REQUIRED ACTION: From the records, report how many lines hold the word "sandy", with the number as the sole reply.
━━━ MATERIAL TO PROCESS
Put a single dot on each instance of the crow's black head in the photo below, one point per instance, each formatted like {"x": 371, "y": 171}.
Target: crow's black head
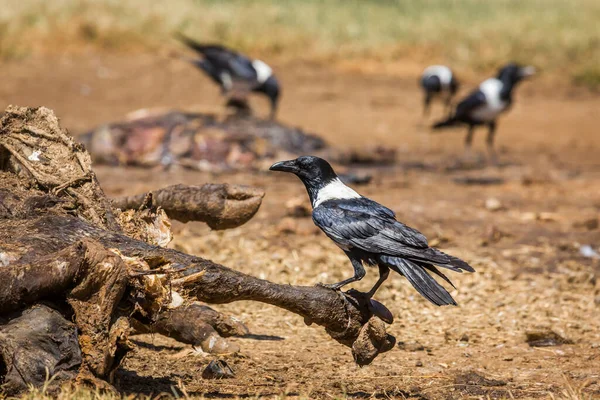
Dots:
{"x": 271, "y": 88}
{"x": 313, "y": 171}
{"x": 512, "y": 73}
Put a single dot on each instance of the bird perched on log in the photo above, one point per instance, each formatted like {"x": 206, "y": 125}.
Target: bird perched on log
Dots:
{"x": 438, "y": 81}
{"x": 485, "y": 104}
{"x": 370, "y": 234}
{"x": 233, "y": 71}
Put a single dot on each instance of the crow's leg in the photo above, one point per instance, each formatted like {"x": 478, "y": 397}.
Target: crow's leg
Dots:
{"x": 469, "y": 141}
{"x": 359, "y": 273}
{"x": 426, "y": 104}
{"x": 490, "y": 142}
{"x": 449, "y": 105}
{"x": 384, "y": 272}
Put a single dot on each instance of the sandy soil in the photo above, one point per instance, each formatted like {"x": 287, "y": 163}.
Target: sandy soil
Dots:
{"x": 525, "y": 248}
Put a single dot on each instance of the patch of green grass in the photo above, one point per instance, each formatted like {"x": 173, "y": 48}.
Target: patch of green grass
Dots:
━━━━━━
EXPECTED ANSWER: 2